**TASK PROMPT:**
The lines to extract begin at the one containing "Confirm that each instance of the leafy" and run to the end of the listing; set them down exactly and alone.
+ + + +
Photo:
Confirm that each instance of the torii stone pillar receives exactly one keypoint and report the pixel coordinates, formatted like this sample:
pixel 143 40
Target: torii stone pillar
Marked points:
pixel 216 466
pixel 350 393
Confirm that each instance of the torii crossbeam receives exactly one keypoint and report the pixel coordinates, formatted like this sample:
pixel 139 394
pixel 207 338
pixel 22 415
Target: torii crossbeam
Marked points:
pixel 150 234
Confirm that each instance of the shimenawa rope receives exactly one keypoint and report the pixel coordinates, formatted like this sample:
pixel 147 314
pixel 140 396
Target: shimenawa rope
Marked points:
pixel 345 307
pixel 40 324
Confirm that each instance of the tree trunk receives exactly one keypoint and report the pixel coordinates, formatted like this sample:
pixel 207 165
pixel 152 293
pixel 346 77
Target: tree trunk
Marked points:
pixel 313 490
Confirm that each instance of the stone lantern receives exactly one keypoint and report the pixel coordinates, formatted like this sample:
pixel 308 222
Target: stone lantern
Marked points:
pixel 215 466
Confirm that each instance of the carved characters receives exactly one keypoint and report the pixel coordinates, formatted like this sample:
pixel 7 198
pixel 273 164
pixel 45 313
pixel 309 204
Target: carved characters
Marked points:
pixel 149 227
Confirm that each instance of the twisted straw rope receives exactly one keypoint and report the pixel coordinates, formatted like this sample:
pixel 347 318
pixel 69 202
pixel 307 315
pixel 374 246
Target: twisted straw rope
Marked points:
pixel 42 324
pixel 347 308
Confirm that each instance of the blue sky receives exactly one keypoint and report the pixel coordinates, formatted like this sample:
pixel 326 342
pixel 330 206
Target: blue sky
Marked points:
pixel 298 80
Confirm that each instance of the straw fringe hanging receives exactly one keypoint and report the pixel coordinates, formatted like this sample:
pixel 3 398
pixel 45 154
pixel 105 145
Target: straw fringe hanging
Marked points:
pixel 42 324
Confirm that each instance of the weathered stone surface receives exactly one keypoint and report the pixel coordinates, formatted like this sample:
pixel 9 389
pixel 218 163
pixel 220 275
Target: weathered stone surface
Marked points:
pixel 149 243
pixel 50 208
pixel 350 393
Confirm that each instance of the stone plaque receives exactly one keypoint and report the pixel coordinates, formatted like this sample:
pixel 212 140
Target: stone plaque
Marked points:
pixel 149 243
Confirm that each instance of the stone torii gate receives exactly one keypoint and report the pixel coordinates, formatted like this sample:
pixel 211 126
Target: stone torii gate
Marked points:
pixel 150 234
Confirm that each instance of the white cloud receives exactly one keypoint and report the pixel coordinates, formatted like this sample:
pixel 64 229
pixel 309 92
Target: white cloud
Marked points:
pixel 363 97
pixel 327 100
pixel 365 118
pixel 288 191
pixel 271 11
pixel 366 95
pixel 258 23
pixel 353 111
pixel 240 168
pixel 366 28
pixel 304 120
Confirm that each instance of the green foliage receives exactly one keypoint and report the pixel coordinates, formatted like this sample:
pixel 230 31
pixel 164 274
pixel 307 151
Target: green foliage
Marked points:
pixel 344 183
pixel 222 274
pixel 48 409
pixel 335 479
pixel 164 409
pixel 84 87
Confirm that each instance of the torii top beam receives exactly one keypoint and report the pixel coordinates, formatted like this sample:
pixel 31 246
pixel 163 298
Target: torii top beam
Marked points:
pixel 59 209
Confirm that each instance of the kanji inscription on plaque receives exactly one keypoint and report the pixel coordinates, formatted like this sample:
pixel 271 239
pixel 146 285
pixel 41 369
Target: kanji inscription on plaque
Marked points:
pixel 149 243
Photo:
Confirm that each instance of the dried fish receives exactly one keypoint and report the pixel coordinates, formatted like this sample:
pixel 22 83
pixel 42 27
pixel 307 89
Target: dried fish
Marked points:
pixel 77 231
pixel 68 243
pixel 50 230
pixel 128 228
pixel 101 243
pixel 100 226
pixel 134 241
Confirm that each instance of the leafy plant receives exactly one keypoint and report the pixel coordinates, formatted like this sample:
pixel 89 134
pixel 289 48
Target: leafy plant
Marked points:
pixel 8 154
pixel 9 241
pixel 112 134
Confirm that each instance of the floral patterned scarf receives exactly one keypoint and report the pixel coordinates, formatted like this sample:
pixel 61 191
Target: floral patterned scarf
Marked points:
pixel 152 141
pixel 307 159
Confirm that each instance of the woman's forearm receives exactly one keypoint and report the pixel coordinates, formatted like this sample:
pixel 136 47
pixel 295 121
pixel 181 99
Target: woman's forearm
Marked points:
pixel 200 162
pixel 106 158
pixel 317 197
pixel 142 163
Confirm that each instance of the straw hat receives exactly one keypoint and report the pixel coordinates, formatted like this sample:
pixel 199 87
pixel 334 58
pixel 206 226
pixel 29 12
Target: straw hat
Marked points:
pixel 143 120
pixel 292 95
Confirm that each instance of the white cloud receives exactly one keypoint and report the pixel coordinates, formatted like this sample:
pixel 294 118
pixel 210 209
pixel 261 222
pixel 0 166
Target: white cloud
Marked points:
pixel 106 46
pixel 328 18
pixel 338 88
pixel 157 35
+ + + +
**SOLUTION:**
Confirm that each instance of the leafy plant receives exactly one keypoint and report the pixel coordinates, formatted like this sample:
pixel 89 134
pixel 289 48
Target: leafy plant
Marked points:
pixel 8 154
pixel 9 241
pixel 112 134
Confirm that each instance of the floral patterned scarf receives exactly one keypoint and report the pixel coordinates, formatted like this sample:
pixel 61 191
Target: floral patterned scarf
Marked points:
pixel 152 141
pixel 307 159
Confirm that each instance of the woman's forearm receives exactly one keypoint and report the pixel coordinates, formatted like this sample:
pixel 136 47
pixel 295 121
pixel 181 99
Target: woman's forearm
Marked points:
pixel 200 162
pixel 106 158
pixel 317 197
pixel 142 163
Confirm that each instance of the straw hat receives exactly one keypoint and report the pixel coordinates, formatted like this sample:
pixel 199 87
pixel 334 58
pixel 206 226
pixel 29 12
Target: straw hat
Marked points:
pixel 143 120
pixel 292 95
Confirm that each instance of the white cloud receives exactly one keypoint and report the pixel coordinates, formatted like this sample:
pixel 294 118
pixel 210 209
pixel 261 222
pixel 0 166
Target: white cloud
Marked points:
pixel 106 46
pixel 328 18
pixel 338 88
pixel 157 35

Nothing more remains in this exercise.